▶ [Excerpted text]
____________________

I am co-author (with Simon Burrows) of the French Book Trade in Enlightenment Europe (FBTEE) database, an online digital resource that details the trade of the Swiss publishers the Société typographique de Neuchâtel. This database is currently hosted here!
Amazing! If & when the records of other publishers, booksellers, etc. become available, will the website be flexible enough to incorporate these streams as well?
-Shelby Shapiro
Well, in its initial form (from summer 2011) the database and site will concentrate solely on the dissemination of the works the STN traded in, so c. 4,000 books and 400,000 sales between 1769 and 1794.
The technology it is based upon could (relatively) easily be transferred to other archives and projects – and it would certainly make sense to try and house all this data in one place on the net.
So, it’s largely a case of working through complicated questions of 1) funding, 2) scope (c18? Europe only? Books only? ), and 3) control (stay in house, licence the technology to research teams, crowd source?).

____________________

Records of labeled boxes
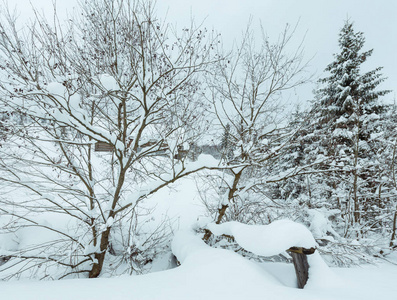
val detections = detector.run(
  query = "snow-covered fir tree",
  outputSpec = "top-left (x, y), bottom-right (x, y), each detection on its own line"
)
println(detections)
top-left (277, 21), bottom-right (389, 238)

____________________

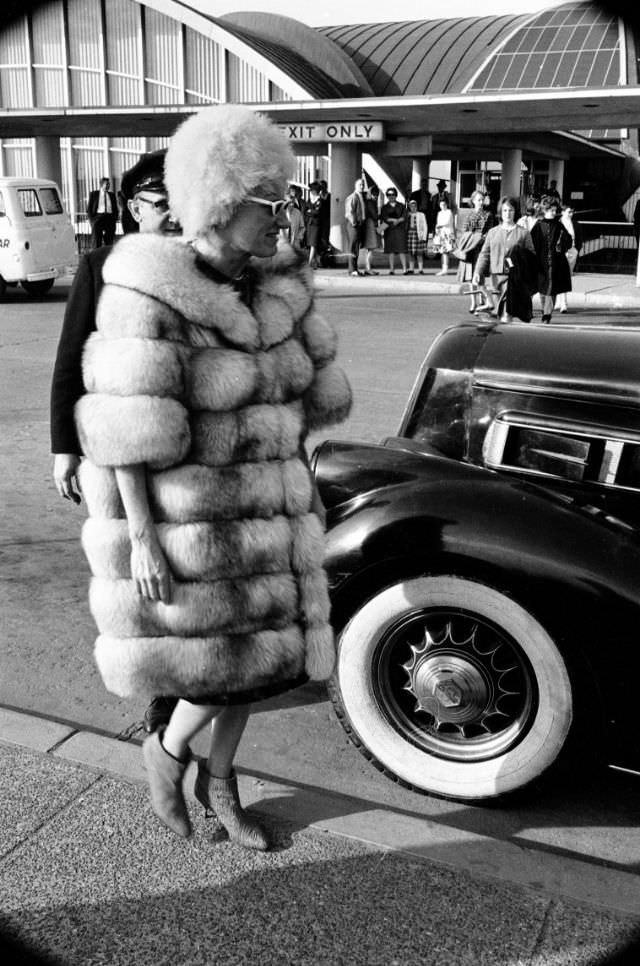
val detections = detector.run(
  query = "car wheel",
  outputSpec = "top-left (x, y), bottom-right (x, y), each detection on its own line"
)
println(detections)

____________________

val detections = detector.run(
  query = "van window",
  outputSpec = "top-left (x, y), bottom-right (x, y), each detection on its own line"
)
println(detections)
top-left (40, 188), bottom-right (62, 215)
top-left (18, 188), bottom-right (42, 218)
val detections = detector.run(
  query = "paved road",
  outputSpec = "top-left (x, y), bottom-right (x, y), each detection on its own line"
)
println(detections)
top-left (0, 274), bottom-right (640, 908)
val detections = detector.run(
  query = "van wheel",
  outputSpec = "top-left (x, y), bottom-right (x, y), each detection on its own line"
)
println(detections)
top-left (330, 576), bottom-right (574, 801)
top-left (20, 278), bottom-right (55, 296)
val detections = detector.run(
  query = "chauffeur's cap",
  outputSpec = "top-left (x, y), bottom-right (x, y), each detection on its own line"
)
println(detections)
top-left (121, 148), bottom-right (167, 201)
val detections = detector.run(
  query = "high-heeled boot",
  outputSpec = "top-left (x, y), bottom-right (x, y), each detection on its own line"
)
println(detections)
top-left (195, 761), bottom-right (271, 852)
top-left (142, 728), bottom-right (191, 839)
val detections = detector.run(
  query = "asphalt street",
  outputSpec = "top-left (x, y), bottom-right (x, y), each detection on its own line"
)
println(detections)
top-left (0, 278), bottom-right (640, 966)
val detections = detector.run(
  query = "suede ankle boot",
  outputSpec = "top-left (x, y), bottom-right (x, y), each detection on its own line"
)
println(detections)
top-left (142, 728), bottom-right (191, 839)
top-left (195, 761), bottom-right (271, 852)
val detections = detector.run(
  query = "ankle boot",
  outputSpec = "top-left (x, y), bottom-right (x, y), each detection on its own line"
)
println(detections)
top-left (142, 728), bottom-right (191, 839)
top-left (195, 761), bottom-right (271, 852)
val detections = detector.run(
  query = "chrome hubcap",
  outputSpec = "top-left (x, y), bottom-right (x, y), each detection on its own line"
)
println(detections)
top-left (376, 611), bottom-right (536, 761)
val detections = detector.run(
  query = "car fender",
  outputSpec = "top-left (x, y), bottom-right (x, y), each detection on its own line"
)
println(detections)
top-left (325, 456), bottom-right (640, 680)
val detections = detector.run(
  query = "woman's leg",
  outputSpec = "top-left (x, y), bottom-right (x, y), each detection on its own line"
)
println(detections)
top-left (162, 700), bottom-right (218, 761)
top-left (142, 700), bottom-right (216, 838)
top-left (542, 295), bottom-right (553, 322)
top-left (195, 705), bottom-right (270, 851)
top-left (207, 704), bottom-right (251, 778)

____________________

▶ [Challenges]
**A)** The FBTEE database discussion names several complicated questions that still need to be worked through. List each of them.
**B)** Answer these questions from the FBTEE database discussion:
(i) Who is named as the other co-author of the database?
(ii) Between which years did the sales covered by the database take place?
(iii) Who signed the comment asking whether the website could take in records from other publishers and booksellers?
**C)** Extend the FBTEE database discussion from where it stops.

▶ [Written responses]
**A)**
Funding
Scope
Control

**B)**
(i) Simon Burrows
(ii) 1769 and 1794
(iii) Shelby Shapiro

**C)**
One of the main reasons for opening up the site and blog now, rather than in a years time, was to work through and consult widely on these issues. We are, after all, French historians really – so we don’t claim to be experts!
Mark
Hi, Shelby and Mark
I saw Mark demo this project at Material Cultures 2010 Edinburgh and then further discussed this project with Simon and Mark at SHARP 2010 in Helsinki this summer. It offers a stellar resource for 18th-century resources, but I also thought strongly it offers the structure for other projects.
I have invited Simon and Mark to come to SHARP 2011 in Washington, DC next July and also hope to see if they can do something additional at the Library of Congress while they are in town (non-WAGPCS because we don’t meet in summer). My thoughts about the wider potential for this project dovetail with yours. Yet, as Mark, says, it would be a matter of funding by an interested group, host site, and so forth.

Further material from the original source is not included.